» **EXERCISE OBJECTIVE**:
Please translate this sentence from the ziprasidone leaflet into Spanish: "It may be several weeks before you see the full effects of this medicine."

» **EXTRACT TO READ**:
What is this medicine?
ZIPRASIDONE is used to treat schizophrenia and bipolar disorder, also known as manic-depression.
What should I tell my health care provider before I take this medicine?
They need to know if you have any of these conditions:
- diabetes or high blood sugar
- heart disease, including heart failure
- irregular heartbeat
- liver disease
- low potassium level in the blood
- Parkinson’s disease or other movement disorders
- previous heart attack or stroke
- suicidal thoughts, plans, or attempt by you or a family member
- an unusual or allergic reaction to ziprasidone, other medicines, foods, dyes, or preservatives
- pregnant or trying to get pregnant
How should I use this medicine?
Take this medicine by mouth with a glass of water. Take with food. Take your doses at regular intervals. Do not take your medicine more often than directed. Do not stop taking except on the advice of your doctor or health care professional.
Talk to your pediatrician regarding the use of this medicine in children. Special care may be needed.
Overdosage: If you think you have taken too much of this medicine contact a poison control center or emergency room at once.
NOTE: This medicine is only for you. Do not share this medicine with others.
What if I miss a dose?
If you miss a dose, take it as soon as you can. If it is almost time for your next dose, take only that dose. Do not take double or extra doses.
What may interact with this medicine?
Do not take this medicine with any of the following:
- arsenic trioxide
- certain antidepressants
- certain macrolide antibiotics like clarithromycin, erythromycin, telithromycin, and troleandomycin
- certain quinolone antibiotics like gatifloxacin, grepafloxacin, levofloxacin, moxifloxacin, and sparfloxacin
- medicines for treating heart-rhythm problems like amiodarone, dofetilide, flecainide, procainamide, quinidine, and sotalol
- phenothiazines like chlorpromazine, mesoridazine and thioridazine
This medicine may also interact with the following:
- medicines for fungal infections like fluconazole, itraconazole, ketoconazole, voriconazole
- medicines for Parkinson’s disease
- some medications for high blood pressure
- stimulants like amphetamine, dextroamphetamine
This list may not describe all possible interactions. Give your health care providers a list of all the medicines, herbs, non-prescription drugs, or dietary supplements you use. Also tell them if you smoke, drink alcohol, or use illegal drugs. Some items may interact with your medicine.
What should I watch for while using this medicine?
Visit your doctor or health care professional for regular checks on your progress. It may be several weeks before you see the full effects of this medicine. Do not suddenly stop taking this medicine. Your doctor may want you to gradually reduce the dose.
You may get drowsy or dizzy. Do not drive, use machinery, or do anything that needs mental alertness until you know how this drug affects you. Do not stand or sit up quickly, especially if you are an older patient. This reduces the risk of dizzy or fainting spells. Alcohol can make you more drowsy and dizzy. Avoid alcoholic drinks.

» **RECORD SET**:
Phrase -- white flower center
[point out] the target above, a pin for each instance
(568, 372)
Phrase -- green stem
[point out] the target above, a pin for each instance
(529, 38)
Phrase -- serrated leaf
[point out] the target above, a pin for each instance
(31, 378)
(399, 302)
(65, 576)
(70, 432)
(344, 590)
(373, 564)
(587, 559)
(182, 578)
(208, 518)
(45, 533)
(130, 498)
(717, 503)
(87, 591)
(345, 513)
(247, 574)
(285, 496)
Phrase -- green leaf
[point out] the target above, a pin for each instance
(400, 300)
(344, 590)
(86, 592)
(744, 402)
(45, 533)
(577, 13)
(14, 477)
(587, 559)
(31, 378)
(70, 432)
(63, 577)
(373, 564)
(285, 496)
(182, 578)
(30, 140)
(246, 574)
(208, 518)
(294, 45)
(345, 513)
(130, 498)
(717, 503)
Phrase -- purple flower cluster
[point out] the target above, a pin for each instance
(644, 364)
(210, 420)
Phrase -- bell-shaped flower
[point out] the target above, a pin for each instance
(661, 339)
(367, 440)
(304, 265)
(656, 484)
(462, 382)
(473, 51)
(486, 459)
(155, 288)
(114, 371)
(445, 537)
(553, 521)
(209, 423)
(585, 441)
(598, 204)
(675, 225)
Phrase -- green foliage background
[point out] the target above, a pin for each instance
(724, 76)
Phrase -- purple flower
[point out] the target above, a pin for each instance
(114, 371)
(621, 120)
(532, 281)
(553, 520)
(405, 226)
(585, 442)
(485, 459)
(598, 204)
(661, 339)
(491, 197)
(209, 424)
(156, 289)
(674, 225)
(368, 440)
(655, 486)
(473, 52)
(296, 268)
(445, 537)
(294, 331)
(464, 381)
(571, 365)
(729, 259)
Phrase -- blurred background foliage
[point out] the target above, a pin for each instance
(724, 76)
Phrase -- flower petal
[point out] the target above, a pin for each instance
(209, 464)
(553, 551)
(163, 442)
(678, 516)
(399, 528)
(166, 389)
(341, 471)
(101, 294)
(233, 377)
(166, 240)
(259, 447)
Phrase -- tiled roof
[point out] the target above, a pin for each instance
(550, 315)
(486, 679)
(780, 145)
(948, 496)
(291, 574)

» **YOUR RESPONSE**:
Es posible que pasen varias semanas antes de que vea los efectos completos de este medicamento.